[Stored records]

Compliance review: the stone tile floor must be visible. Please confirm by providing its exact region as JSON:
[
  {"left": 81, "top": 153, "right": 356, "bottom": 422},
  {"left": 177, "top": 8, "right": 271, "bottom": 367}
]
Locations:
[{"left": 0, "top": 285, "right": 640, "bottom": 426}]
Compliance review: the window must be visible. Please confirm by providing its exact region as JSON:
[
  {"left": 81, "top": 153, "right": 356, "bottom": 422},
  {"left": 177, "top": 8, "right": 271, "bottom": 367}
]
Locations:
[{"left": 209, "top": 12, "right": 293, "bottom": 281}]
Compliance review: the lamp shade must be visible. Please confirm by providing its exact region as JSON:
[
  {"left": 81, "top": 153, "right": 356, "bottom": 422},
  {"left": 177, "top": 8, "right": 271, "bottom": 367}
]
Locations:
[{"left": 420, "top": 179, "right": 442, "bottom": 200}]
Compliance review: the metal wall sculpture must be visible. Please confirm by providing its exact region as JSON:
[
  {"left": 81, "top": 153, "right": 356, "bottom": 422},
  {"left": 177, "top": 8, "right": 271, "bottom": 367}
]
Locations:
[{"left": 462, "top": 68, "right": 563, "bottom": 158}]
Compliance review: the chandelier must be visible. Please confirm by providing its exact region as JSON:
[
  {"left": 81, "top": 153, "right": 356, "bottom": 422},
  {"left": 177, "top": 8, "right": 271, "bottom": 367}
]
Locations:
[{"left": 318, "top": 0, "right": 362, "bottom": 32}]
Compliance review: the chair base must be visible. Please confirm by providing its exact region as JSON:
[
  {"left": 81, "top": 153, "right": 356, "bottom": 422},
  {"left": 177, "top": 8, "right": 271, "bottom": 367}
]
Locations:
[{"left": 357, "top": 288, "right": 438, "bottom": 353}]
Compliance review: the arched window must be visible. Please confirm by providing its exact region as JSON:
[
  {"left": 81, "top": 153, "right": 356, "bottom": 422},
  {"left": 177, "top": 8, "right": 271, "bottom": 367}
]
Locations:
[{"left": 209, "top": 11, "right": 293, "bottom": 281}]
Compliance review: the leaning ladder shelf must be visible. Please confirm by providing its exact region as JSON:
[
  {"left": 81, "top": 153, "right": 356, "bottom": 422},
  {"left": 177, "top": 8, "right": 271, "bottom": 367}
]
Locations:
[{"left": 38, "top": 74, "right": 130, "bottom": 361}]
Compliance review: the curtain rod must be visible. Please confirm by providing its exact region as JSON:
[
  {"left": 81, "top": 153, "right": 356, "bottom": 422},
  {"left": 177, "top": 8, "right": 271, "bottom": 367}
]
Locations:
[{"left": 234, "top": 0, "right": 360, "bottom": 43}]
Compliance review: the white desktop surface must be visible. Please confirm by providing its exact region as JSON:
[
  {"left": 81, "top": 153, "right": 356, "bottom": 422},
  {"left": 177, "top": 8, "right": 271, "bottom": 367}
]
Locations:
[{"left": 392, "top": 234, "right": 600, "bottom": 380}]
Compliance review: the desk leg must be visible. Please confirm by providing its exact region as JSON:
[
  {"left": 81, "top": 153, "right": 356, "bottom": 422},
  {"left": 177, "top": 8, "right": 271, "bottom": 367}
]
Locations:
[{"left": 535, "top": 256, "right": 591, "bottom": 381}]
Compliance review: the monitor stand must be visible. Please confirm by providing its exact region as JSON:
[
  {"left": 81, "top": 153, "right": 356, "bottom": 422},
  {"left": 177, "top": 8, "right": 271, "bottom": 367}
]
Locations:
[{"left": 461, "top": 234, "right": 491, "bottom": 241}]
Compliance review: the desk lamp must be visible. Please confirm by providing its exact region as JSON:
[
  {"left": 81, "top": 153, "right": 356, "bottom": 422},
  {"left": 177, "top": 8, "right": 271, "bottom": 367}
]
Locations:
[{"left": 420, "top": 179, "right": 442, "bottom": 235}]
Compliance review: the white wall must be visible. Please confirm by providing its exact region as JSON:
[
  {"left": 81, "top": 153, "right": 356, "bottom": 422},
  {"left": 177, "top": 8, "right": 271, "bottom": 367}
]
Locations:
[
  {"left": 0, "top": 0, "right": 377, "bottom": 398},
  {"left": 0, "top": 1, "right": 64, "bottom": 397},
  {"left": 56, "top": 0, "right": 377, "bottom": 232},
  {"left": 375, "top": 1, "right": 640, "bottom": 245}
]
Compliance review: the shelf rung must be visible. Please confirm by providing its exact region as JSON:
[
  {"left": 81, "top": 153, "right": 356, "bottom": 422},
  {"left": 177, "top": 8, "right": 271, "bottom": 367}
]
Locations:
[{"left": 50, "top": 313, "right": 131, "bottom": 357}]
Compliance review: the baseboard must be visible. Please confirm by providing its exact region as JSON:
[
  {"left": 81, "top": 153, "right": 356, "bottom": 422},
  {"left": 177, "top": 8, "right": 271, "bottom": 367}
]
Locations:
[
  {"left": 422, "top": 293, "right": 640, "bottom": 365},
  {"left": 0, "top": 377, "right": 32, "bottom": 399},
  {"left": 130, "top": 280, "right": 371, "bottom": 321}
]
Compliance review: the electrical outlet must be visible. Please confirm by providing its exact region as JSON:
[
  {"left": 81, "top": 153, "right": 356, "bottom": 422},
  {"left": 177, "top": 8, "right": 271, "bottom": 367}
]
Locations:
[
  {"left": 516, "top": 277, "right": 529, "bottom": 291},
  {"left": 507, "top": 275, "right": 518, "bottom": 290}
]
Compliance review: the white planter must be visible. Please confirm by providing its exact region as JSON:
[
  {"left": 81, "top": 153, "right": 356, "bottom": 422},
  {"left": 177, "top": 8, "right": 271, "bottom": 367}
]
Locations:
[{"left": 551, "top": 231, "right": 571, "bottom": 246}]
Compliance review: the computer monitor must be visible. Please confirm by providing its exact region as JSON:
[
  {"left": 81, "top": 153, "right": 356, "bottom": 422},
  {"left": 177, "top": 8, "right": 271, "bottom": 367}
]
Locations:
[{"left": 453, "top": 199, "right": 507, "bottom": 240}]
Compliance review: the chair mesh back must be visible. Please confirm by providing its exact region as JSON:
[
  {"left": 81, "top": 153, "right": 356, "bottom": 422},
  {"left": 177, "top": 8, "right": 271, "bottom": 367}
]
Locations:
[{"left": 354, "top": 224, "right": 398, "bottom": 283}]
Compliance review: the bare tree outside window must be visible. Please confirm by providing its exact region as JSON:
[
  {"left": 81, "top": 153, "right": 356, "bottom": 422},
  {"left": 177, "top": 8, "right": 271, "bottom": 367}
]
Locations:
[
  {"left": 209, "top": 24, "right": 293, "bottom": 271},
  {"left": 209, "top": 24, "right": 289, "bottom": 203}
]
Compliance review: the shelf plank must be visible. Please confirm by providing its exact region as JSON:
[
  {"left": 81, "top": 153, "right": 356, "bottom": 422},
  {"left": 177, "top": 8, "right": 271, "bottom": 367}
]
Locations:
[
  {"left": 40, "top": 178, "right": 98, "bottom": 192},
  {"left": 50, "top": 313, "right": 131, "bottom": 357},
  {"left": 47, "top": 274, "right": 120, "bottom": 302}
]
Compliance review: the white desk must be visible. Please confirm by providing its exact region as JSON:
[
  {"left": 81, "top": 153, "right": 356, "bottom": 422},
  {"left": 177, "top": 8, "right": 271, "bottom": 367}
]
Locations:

INSTRUCTIONS FOR THE TASK: Could you duplicate the data above line for line, with nothing changed, covering all of it?

WRITTEN ANSWER:
Compliance review: the stone tile floor must be visible. Please confirm by providing its exact region as JSON:
[
  {"left": 81, "top": 153, "right": 356, "bottom": 422},
  {"left": 177, "top": 8, "right": 271, "bottom": 367}
]
Locations:
[{"left": 0, "top": 285, "right": 640, "bottom": 426}]
Compliance review: the window must be visible. Please confirm by providing its exact region as JSON:
[
  {"left": 81, "top": 153, "right": 356, "bottom": 422},
  {"left": 177, "top": 8, "right": 271, "bottom": 367}
]
Locations:
[{"left": 209, "top": 12, "right": 293, "bottom": 281}]
Compliance review: the lamp shade must be visible. Please confirm by providing its exact region as JSON:
[
  {"left": 81, "top": 153, "right": 356, "bottom": 422},
  {"left": 177, "top": 8, "right": 271, "bottom": 367}
]
Locations:
[{"left": 420, "top": 179, "right": 442, "bottom": 200}]
Compliance review: the metal wall sculpture must be visible. Please confirm by providing its exact region as JSON:
[
  {"left": 81, "top": 153, "right": 356, "bottom": 422},
  {"left": 177, "top": 8, "right": 271, "bottom": 367}
]
Locations:
[{"left": 462, "top": 68, "right": 563, "bottom": 158}]
Compliance review: the chandelier must be visible. Please confirm by providing its exact region as JSON:
[
  {"left": 81, "top": 153, "right": 356, "bottom": 422},
  {"left": 177, "top": 8, "right": 271, "bottom": 367}
]
Locations:
[{"left": 318, "top": 0, "right": 362, "bottom": 32}]
Compliance review: the chair base must be visible. Please confirm by providing its exact region as JSON:
[
  {"left": 81, "top": 153, "right": 356, "bottom": 422},
  {"left": 177, "top": 8, "right": 271, "bottom": 367}
]
Locations:
[{"left": 357, "top": 288, "right": 438, "bottom": 353}]
Compliance review: the arched window must be visible. Please confirm by providing its exact region as JSON:
[
  {"left": 81, "top": 153, "right": 356, "bottom": 422},
  {"left": 177, "top": 8, "right": 271, "bottom": 367}
]
Locations:
[{"left": 209, "top": 11, "right": 293, "bottom": 281}]
Compliance review: the leaning ladder shelf must be visible. Please confirm by providing its exact region as JSON:
[
  {"left": 81, "top": 153, "right": 356, "bottom": 422},
  {"left": 177, "top": 8, "right": 271, "bottom": 367}
]
Locations:
[{"left": 38, "top": 74, "right": 130, "bottom": 361}]
Compliance review: the curtain rod must be visible. Please confirm by providing its exact region as JSON:
[
  {"left": 81, "top": 153, "right": 356, "bottom": 422},
  {"left": 177, "top": 8, "right": 271, "bottom": 367}
]
Locations:
[{"left": 234, "top": 0, "right": 360, "bottom": 43}]
Compliance review: the white desktop surface must be visible. Please confirm by providing its exact region as JSON:
[
  {"left": 81, "top": 153, "right": 356, "bottom": 422},
  {"left": 177, "top": 8, "right": 271, "bottom": 367}
]
Locations:
[{"left": 392, "top": 234, "right": 600, "bottom": 380}]
Compliance review: the desk leg must be visible. Please confirm by providing its exact region as JSON:
[
  {"left": 81, "top": 153, "right": 356, "bottom": 422},
  {"left": 177, "top": 8, "right": 271, "bottom": 367}
]
Locations:
[{"left": 535, "top": 256, "right": 591, "bottom": 381}]
Compliance review: the monitor stand must be visible. Please confirm by providing its exact region as JSON:
[
  {"left": 81, "top": 153, "right": 356, "bottom": 422},
  {"left": 177, "top": 8, "right": 271, "bottom": 367}
]
Locations:
[{"left": 461, "top": 234, "right": 491, "bottom": 241}]
Compliance review: the desk lamp must be visible. Please confirm by providing its exact region as JSON:
[
  {"left": 81, "top": 153, "right": 356, "bottom": 422},
  {"left": 177, "top": 8, "right": 271, "bottom": 367}
]
Locations:
[{"left": 420, "top": 179, "right": 442, "bottom": 235}]
Compliance review: the white wall must be visible. Please confirm by providing its exact region as JSON:
[
  {"left": 81, "top": 153, "right": 356, "bottom": 422},
  {"left": 177, "top": 8, "right": 271, "bottom": 367}
]
Locations:
[
  {"left": 0, "top": 0, "right": 377, "bottom": 398},
  {"left": 0, "top": 1, "right": 64, "bottom": 397},
  {"left": 56, "top": 0, "right": 377, "bottom": 232},
  {"left": 375, "top": 1, "right": 640, "bottom": 245}
]
Compliance review: the shelf rung must be visible. Please confirm by providing its exact region as JSON:
[
  {"left": 81, "top": 153, "right": 356, "bottom": 422},
  {"left": 177, "top": 8, "right": 271, "bottom": 367}
]
Locations:
[{"left": 50, "top": 313, "right": 131, "bottom": 357}]
Compliance review: the baseboard must be visible. Please confirm by providing its exact region as JSON:
[
  {"left": 81, "top": 153, "right": 356, "bottom": 422},
  {"left": 177, "top": 8, "right": 271, "bottom": 367}
]
Locations:
[
  {"left": 422, "top": 293, "right": 640, "bottom": 365},
  {"left": 0, "top": 377, "right": 32, "bottom": 399},
  {"left": 130, "top": 280, "right": 371, "bottom": 321}
]
Compliance review: the electrical outlet must be visible. Please confirm by providing its exact region as JSON:
[
  {"left": 81, "top": 153, "right": 356, "bottom": 422},
  {"left": 177, "top": 8, "right": 271, "bottom": 367}
]
Locations:
[
  {"left": 516, "top": 277, "right": 529, "bottom": 291},
  {"left": 507, "top": 275, "right": 518, "bottom": 290}
]
Compliance review: the white planter must be visible. Please confirm by providing its exact region as JSON:
[
  {"left": 81, "top": 153, "right": 356, "bottom": 422},
  {"left": 177, "top": 8, "right": 271, "bottom": 367}
]
Locations:
[{"left": 551, "top": 231, "right": 571, "bottom": 246}]
Compliance review: the computer monitor must be visible. Please confirm by providing its exact region as JSON:
[
  {"left": 81, "top": 153, "right": 356, "bottom": 422},
  {"left": 177, "top": 8, "right": 271, "bottom": 367}
]
Locations:
[{"left": 453, "top": 199, "right": 507, "bottom": 240}]
Compliance review: the chair mesh back must be visible. Please confirm by providing its exact region as JSON:
[
  {"left": 81, "top": 153, "right": 356, "bottom": 422},
  {"left": 177, "top": 8, "right": 271, "bottom": 367}
]
Locations:
[{"left": 354, "top": 224, "right": 398, "bottom": 283}]
Compliance review: the bare tree outside window must be visible. Please confirm by providing its exact region as JSON:
[
  {"left": 81, "top": 153, "right": 356, "bottom": 422},
  {"left": 177, "top": 8, "right": 271, "bottom": 367}
]
Locations:
[
  {"left": 209, "top": 24, "right": 293, "bottom": 271},
  {"left": 209, "top": 24, "right": 289, "bottom": 203}
]
Compliance review: the shelf plank must be visible. Please confirm by providing its exact region as JSON:
[
  {"left": 81, "top": 153, "right": 356, "bottom": 422},
  {"left": 177, "top": 8, "right": 271, "bottom": 367}
]
Locations:
[
  {"left": 40, "top": 178, "right": 98, "bottom": 192},
  {"left": 50, "top": 313, "right": 131, "bottom": 357},
  {"left": 47, "top": 274, "right": 120, "bottom": 302}
]
Compliance review: the white desk must be visible. Please confirm by providing its exact region as JSON:
[
  {"left": 81, "top": 153, "right": 356, "bottom": 422},
  {"left": 177, "top": 8, "right": 271, "bottom": 367}
]
Locations:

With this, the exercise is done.